(Exercise aim): In the entries below, find each line with the word "shoreline" and pull it out.

(Supplied data):
· · ·
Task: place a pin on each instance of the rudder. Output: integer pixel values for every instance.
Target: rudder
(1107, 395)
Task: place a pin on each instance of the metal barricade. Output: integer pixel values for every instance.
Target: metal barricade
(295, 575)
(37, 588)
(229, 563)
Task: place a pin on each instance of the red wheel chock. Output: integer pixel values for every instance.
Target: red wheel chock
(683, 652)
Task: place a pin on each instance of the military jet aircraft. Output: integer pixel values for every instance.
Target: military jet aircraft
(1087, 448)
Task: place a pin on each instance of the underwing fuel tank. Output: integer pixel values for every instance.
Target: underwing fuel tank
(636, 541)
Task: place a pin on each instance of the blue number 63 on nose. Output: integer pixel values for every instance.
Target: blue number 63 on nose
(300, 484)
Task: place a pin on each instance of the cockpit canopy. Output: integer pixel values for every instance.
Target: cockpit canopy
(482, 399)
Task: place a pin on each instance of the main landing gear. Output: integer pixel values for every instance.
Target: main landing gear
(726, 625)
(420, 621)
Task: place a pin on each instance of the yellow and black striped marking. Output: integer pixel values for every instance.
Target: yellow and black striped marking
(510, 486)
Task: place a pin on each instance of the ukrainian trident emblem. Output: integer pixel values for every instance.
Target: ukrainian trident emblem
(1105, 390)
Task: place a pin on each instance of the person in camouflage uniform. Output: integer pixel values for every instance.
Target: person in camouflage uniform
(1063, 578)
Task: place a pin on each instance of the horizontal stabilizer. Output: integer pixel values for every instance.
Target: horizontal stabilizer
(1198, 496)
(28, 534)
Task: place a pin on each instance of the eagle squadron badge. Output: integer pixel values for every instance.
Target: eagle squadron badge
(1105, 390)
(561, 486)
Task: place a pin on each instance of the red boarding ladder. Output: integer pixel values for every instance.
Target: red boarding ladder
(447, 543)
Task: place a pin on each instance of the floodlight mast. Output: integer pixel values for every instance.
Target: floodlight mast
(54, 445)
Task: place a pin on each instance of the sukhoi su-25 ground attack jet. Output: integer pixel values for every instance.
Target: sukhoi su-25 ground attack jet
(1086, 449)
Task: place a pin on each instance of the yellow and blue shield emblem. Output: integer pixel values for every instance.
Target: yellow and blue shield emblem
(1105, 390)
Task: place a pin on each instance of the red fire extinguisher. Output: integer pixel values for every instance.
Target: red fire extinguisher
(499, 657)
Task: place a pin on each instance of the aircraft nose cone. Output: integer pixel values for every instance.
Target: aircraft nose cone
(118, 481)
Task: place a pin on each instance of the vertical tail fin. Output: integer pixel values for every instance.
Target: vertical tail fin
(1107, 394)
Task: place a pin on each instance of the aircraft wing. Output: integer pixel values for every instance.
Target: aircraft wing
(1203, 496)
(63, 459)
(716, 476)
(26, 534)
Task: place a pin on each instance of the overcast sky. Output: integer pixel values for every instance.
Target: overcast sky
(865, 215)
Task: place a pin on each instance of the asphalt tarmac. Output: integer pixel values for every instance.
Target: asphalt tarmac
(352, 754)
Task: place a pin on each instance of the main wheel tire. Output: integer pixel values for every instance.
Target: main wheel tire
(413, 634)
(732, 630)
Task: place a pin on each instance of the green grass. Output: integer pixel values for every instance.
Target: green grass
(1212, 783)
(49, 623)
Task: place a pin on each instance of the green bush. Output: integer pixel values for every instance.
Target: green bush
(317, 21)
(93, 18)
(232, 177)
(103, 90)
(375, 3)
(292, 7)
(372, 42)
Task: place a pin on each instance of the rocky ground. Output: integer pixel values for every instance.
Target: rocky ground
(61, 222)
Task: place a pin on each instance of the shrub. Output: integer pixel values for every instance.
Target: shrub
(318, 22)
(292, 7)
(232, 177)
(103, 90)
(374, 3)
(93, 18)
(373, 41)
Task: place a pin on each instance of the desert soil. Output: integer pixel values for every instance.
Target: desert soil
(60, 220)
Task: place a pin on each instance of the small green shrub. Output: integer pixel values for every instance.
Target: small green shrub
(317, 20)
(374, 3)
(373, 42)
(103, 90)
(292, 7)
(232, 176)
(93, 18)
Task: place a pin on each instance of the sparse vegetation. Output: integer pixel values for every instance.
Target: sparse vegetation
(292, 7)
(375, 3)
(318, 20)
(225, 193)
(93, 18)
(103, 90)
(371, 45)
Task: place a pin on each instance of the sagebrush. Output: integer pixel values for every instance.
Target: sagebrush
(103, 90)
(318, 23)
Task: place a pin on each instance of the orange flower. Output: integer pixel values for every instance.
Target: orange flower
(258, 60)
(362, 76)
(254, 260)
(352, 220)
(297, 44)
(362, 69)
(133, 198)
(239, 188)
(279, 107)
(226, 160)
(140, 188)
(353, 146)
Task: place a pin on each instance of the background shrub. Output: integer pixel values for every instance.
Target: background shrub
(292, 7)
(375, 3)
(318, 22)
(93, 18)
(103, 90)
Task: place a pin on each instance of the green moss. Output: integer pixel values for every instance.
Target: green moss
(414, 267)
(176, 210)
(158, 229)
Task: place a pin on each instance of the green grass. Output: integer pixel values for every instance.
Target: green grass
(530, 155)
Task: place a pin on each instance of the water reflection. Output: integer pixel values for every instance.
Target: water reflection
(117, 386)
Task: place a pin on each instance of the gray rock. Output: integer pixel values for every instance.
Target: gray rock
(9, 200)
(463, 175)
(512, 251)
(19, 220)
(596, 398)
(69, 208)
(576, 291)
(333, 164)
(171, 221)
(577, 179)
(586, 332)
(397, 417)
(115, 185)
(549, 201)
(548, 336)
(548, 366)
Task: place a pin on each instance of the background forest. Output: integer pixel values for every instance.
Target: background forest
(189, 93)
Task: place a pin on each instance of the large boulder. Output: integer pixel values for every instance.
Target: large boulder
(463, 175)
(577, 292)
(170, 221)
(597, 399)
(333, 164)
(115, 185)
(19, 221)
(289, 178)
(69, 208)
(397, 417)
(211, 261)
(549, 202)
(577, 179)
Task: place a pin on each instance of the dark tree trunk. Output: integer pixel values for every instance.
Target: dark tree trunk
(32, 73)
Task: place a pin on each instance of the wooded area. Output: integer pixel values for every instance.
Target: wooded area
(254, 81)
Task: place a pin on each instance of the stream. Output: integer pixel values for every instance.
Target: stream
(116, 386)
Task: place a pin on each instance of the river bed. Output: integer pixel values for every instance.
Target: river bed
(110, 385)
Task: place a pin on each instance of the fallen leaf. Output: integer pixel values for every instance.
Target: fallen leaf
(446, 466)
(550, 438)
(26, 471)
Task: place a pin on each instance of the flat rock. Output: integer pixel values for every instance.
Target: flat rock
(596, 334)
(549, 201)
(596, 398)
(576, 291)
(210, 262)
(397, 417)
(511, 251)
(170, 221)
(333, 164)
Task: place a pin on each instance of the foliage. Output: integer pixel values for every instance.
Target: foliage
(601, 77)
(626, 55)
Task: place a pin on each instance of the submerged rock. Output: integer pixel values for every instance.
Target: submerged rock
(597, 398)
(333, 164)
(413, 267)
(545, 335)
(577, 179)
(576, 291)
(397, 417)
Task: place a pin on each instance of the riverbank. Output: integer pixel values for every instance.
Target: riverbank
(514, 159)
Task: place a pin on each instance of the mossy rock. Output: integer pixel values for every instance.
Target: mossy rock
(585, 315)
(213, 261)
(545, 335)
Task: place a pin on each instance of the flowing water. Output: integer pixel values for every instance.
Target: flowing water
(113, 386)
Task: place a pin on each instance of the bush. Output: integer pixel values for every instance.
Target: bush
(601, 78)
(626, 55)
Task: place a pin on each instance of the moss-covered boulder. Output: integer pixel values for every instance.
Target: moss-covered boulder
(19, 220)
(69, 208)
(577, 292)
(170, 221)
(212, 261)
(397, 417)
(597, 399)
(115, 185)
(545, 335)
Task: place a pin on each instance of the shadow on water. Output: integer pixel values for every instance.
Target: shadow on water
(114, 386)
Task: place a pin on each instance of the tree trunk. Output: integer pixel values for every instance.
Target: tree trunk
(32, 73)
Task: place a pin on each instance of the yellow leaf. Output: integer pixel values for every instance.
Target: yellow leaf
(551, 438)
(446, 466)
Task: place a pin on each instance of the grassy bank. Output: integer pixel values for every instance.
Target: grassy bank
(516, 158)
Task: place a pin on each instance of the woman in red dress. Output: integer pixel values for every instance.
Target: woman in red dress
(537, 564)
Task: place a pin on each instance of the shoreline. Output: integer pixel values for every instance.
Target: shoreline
· · ·
(Solution to this exercise):
Task: place a pin on each instance of the shoreline. Output: integer pixel values for every instance.
Target: shoreline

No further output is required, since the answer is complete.